What the exercise asks -
Find all lines below containing the string "brown" and return them.

[Natural-language object grounding data]
+++++
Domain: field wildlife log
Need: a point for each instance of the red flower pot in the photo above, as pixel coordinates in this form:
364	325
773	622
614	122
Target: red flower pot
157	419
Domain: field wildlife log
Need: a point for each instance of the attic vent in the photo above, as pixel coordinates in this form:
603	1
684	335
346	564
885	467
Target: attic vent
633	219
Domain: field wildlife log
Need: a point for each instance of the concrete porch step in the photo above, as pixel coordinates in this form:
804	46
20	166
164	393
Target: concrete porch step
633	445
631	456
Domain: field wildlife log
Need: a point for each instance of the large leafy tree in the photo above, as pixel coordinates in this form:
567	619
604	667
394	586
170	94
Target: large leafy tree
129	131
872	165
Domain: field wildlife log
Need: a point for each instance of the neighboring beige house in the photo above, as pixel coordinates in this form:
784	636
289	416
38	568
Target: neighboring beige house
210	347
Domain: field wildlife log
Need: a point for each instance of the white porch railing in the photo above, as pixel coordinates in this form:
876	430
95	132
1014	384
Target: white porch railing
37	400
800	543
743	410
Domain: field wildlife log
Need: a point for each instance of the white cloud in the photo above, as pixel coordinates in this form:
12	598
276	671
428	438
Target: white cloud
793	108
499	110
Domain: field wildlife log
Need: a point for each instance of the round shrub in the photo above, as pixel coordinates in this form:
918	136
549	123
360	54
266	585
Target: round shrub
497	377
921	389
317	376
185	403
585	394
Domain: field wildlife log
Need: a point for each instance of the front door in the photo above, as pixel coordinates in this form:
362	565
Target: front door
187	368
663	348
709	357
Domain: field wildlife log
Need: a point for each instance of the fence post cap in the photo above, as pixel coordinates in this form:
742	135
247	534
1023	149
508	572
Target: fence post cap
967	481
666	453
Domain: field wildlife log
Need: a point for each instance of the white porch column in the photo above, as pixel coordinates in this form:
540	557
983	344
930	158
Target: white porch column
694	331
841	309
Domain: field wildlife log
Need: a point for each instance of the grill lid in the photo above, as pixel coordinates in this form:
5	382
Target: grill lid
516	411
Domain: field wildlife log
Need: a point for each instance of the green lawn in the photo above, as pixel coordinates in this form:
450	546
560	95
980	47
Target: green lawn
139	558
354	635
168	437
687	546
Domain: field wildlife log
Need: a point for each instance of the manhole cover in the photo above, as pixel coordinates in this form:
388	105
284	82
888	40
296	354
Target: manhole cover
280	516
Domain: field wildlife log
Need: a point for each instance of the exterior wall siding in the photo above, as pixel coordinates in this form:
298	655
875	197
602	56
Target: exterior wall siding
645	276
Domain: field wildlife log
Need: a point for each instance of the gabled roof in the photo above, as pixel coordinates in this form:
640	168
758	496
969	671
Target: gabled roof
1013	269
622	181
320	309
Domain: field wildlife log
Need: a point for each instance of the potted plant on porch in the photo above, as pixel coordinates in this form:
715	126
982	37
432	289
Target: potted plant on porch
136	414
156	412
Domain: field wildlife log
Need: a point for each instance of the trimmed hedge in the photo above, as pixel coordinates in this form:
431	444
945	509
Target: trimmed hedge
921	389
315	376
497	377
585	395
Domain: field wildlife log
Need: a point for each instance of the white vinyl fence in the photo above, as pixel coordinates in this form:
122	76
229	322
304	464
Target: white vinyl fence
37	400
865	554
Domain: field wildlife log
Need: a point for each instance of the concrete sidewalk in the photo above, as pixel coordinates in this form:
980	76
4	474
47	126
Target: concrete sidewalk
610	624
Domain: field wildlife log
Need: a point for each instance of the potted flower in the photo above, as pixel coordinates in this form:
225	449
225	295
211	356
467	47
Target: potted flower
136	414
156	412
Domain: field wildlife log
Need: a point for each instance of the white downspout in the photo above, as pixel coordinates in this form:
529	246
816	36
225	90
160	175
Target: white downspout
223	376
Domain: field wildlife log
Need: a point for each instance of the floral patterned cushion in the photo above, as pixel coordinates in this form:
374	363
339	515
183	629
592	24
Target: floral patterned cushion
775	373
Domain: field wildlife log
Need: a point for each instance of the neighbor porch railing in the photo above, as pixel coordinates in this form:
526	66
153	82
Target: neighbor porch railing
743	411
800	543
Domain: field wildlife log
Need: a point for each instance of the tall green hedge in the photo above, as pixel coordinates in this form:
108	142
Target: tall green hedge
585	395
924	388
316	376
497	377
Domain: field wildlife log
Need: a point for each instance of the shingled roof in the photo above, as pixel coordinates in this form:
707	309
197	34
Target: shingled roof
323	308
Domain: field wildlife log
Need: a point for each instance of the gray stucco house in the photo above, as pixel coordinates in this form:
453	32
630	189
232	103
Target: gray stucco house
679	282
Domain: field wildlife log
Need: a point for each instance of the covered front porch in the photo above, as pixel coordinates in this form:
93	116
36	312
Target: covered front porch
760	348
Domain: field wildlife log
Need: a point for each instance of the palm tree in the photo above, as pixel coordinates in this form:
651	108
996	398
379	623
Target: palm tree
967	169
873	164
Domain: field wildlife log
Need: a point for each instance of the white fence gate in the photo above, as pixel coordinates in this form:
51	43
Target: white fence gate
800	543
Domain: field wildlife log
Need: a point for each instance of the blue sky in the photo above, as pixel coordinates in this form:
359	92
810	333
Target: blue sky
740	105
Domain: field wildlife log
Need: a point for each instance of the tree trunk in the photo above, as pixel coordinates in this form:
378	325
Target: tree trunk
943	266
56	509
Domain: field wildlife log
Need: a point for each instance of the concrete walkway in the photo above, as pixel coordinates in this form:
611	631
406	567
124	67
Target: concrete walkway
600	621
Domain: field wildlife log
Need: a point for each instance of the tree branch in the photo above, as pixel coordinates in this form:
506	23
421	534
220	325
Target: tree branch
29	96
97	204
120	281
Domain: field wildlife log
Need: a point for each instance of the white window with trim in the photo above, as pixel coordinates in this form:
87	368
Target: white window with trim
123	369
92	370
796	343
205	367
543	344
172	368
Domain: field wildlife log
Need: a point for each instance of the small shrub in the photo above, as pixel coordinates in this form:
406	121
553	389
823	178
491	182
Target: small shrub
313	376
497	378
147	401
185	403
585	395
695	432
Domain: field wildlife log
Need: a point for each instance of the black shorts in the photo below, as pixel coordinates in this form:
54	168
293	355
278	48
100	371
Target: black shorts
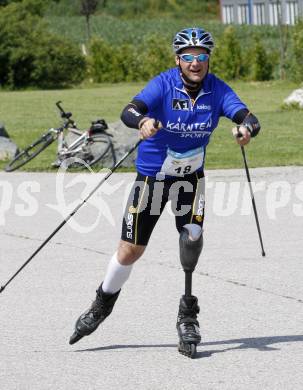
148	198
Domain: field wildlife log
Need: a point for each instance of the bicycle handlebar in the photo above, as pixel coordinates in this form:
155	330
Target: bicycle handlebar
66	115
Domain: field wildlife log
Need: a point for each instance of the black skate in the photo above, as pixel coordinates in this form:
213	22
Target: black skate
188	326
89	321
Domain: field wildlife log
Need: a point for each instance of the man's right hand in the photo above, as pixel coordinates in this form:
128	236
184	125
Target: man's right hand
149	127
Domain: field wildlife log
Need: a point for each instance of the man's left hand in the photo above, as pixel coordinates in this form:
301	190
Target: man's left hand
245	135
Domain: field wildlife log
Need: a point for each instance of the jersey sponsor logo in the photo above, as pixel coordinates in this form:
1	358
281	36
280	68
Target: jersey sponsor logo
133	111
204	107
200	212
192	130
132	209
129	226
201	205
181	104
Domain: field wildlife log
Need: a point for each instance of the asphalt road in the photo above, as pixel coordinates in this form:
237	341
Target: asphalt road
251	307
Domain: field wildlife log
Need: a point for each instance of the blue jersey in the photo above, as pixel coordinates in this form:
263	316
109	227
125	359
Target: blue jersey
187	124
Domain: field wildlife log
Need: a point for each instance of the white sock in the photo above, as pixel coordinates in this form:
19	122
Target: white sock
116	275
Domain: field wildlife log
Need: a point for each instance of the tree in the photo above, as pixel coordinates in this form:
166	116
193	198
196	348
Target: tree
88	8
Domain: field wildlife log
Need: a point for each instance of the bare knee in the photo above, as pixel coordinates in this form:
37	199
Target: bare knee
128	253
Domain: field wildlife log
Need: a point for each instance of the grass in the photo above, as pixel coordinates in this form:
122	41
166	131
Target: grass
27	114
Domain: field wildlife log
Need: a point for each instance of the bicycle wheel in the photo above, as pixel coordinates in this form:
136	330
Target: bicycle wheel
30	152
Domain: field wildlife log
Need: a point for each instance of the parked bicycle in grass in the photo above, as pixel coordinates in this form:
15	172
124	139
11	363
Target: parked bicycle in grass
88	148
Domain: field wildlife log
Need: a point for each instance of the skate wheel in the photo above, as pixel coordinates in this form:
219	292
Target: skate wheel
74	338
188	350
193	350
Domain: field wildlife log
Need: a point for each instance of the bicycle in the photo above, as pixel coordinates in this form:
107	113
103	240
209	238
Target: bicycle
89	147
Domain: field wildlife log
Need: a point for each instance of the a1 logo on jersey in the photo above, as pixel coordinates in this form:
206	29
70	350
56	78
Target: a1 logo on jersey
181	104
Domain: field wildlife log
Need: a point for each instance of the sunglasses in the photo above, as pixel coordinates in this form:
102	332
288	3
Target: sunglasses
190	57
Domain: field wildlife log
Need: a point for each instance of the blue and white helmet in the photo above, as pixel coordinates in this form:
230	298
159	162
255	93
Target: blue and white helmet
193	37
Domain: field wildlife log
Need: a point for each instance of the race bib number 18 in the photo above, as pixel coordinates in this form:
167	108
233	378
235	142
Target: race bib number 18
180	164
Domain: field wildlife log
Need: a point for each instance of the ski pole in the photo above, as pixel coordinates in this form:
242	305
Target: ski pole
132	149
252	199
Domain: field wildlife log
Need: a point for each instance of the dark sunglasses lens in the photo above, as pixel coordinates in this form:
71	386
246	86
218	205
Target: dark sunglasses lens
202	57
187	57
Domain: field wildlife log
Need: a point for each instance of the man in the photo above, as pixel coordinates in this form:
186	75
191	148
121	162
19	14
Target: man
176	114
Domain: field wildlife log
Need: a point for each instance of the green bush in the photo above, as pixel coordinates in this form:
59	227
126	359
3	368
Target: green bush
30	56
129	62
262	64
227	59
104	62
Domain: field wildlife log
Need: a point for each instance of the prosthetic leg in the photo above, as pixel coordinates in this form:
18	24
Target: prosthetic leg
191	242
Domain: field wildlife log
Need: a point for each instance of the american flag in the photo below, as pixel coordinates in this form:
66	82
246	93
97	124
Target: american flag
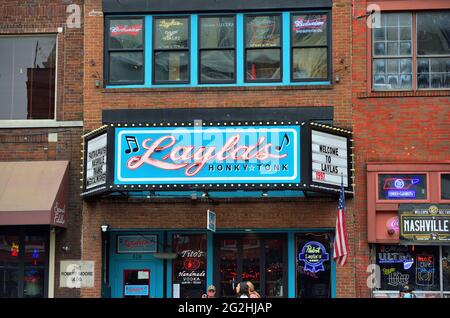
340	248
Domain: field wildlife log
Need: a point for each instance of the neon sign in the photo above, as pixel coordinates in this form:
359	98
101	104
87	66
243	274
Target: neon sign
313	254
14	250
213	155
402	187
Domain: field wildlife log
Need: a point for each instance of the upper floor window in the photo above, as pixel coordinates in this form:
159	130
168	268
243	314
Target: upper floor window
171	50
263	48
240	49
125	50
309	36
410	56
217	49
27	77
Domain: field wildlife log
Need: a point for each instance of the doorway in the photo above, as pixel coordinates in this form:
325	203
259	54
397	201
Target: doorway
260	259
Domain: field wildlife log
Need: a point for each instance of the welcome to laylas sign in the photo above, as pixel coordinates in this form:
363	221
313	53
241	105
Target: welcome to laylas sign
424	224
230	156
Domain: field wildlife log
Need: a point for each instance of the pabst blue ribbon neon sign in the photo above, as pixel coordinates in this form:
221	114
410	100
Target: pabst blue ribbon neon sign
268	154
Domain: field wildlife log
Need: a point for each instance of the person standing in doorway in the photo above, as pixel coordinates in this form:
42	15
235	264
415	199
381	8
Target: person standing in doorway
242	290
251	290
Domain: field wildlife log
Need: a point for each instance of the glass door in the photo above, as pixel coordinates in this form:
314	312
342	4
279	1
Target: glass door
259	259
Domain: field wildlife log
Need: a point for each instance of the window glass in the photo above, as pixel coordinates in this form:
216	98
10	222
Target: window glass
171	33
416	266
27	71
217	65
391	49
126	34
263	31
189	268
309	29
445	186
171	66
126	67
309	63
313	266
433	33
217	49
402	187
217	32
263	64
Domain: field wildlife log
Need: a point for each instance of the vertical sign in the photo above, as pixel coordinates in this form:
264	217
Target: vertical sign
329	158
211	217
96	162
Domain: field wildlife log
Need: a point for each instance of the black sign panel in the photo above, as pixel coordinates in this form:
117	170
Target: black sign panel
95	161
424	224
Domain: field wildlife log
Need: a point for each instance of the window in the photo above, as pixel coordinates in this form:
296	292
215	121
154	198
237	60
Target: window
217	49
220	49
309	42
263	48
445	186
189	268
27	71
171	50
393	64
125	54
433	50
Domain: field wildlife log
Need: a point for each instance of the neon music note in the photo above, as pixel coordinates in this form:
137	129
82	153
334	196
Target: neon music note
284	141
132	140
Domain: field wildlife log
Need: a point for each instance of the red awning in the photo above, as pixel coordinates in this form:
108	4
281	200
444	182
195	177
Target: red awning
34	192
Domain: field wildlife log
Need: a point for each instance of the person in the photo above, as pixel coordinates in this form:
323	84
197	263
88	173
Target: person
407	292
251	290
242	290
211	293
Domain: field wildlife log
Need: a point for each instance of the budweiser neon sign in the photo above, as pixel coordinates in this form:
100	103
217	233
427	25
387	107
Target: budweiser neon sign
302	25
218	155
132	30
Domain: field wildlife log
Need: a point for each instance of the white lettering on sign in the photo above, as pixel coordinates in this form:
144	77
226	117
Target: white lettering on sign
96	162
329	158
76	274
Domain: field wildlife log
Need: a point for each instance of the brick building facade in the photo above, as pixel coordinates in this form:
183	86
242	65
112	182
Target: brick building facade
50	139
258	215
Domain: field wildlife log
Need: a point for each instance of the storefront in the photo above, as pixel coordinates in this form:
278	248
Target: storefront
139	169
33	204
409	226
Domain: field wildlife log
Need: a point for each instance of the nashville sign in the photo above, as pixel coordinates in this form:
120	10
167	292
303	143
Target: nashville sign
424	223
234	156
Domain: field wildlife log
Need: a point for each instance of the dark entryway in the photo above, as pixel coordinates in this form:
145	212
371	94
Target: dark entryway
260	259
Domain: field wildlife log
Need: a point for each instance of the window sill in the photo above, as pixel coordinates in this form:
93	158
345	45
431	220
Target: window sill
38	123
216	89
421	93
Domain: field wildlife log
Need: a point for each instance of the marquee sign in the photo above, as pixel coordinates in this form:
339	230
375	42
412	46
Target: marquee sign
224	156
424	224
208	156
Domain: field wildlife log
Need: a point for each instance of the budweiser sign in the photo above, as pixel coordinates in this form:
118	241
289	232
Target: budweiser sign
132	30
303	25
212	155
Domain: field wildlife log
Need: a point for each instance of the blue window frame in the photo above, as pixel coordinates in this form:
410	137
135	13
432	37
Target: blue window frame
208	50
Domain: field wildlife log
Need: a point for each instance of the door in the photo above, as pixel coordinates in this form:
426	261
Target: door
260	259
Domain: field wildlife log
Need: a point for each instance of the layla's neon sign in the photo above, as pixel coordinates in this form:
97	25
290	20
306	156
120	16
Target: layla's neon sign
210	155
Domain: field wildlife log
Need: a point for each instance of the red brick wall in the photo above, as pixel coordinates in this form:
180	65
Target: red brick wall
19	144
393	126
302	214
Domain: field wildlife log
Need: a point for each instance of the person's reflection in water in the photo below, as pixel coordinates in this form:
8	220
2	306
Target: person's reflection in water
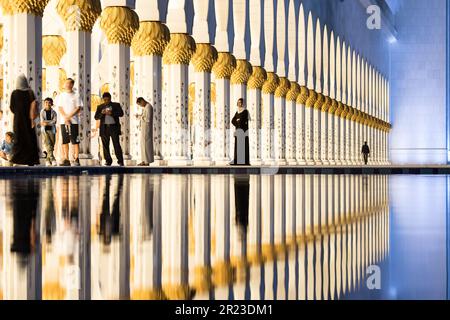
25	195
49	211
241	195
110	216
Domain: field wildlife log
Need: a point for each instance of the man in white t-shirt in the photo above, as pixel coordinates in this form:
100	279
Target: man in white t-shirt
69	106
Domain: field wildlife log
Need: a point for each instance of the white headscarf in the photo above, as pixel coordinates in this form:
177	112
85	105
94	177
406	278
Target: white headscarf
22	83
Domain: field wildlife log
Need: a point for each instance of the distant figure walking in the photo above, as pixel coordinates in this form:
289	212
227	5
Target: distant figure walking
241	141
146	138
365	152
24	107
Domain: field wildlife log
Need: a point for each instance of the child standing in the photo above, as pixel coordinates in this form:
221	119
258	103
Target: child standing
7	146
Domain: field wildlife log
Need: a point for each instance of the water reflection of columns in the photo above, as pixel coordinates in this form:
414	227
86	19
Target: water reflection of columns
175	237
220	229
200	276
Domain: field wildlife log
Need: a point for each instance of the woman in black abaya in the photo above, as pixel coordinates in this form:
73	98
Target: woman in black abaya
241	141
24	107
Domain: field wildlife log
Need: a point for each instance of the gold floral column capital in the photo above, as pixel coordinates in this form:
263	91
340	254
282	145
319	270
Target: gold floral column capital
351	112
79	15
7	7
204	57
257	79
283	88
53	49
293	93
242	73
180	49
303	95
312	97
34	7
271	84
119	24
151	39
224	66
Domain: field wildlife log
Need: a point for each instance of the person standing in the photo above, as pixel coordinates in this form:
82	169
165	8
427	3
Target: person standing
146	138
365	152
241	141
48	125
109	113
69	105
24	107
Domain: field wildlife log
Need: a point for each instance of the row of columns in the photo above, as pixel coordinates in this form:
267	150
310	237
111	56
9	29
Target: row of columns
318	111
104	242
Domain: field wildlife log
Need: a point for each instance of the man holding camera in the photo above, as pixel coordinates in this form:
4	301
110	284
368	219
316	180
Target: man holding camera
109	113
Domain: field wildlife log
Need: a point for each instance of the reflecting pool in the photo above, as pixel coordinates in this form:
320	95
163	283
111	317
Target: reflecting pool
224	237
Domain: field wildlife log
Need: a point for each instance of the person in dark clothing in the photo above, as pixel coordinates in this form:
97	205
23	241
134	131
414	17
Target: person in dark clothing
365	152
241	141
109	113
24	107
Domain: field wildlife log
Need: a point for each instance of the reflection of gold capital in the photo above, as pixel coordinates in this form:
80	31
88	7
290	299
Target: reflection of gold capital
204	57
312	97
53	49
177	292
319	101
271	84
79	14
180	49
339	109
7	6
293	92
303	96
151	39
242	72
351	112
222	274
283	88
333	106
327	105
257	78
224	66
119	24
1	37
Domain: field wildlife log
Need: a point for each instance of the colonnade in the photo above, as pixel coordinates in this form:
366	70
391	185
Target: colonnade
315	105
231	233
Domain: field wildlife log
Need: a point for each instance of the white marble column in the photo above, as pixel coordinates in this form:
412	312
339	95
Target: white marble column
327	104
203	60
312	96
283	87
177	56
222	69
292	95
243	70
119	42
268	88
148	46
53	49
79	19
331	150
344	112
303	95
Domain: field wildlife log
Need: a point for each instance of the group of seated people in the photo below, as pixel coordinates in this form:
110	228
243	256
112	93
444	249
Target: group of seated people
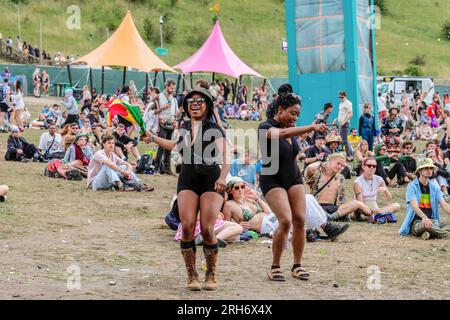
103	160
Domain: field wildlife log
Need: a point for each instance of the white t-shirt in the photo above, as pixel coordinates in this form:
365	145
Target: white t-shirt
46	141
369	188
345	109
97	162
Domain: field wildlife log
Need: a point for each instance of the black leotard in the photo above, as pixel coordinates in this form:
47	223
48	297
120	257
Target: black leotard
199	172
287	174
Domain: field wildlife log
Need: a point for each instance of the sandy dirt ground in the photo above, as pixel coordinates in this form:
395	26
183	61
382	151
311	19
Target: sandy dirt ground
52	230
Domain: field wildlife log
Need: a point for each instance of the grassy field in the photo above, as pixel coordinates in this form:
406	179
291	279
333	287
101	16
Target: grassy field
124	250
254	29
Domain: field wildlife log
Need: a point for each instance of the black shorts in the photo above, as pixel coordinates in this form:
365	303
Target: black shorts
268	183
329	208
3	107
191	179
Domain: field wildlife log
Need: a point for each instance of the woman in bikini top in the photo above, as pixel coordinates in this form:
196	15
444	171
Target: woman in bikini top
244	206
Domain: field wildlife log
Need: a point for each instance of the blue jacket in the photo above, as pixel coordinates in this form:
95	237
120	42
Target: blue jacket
413	193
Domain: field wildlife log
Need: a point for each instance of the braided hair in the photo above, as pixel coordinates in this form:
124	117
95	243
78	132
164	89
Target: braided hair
272	108
284	100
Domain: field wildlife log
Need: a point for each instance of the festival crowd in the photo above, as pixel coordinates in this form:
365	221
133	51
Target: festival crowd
239	200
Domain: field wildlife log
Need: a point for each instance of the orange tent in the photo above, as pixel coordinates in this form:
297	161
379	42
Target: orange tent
125	48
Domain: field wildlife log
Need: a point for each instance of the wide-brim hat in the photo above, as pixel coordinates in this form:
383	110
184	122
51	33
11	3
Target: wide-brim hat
333	139
206	94
425	163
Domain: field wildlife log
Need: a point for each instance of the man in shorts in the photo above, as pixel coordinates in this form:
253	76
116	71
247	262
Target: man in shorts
327	186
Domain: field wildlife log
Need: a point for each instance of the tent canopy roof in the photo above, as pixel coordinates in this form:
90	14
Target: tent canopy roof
215	55
125	48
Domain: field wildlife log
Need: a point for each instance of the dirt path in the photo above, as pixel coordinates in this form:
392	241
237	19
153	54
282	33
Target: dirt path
123	249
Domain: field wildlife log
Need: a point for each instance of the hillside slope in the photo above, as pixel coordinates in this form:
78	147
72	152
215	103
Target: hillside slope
253	28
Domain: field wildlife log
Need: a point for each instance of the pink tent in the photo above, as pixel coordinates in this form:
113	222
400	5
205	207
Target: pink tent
216	56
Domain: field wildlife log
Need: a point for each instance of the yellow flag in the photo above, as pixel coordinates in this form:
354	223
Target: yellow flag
215	8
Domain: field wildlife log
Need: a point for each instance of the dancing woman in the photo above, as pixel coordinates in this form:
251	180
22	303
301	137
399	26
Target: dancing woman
282	183
201	183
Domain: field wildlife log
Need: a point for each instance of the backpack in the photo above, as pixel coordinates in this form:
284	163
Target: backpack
145	164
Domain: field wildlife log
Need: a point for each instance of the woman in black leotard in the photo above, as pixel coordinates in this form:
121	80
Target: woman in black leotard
281	181
201	183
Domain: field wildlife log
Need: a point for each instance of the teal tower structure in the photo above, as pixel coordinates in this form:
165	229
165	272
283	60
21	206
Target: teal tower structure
331	48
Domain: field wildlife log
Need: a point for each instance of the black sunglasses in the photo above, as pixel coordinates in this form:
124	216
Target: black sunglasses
191	101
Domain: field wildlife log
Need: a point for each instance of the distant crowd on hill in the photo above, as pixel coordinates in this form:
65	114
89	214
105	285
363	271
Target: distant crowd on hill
24	52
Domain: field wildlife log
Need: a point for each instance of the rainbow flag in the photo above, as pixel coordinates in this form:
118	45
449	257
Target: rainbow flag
127	111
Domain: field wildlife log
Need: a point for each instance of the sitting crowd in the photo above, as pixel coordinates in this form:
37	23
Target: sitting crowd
103	152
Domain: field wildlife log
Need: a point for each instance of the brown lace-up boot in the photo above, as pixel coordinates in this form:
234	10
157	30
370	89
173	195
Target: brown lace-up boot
+++++
Result of this task -
Need: a point for each instance of the brown lace-up boot in the photo above, as pixel coordinates in this form:
Target: brown lace-up boot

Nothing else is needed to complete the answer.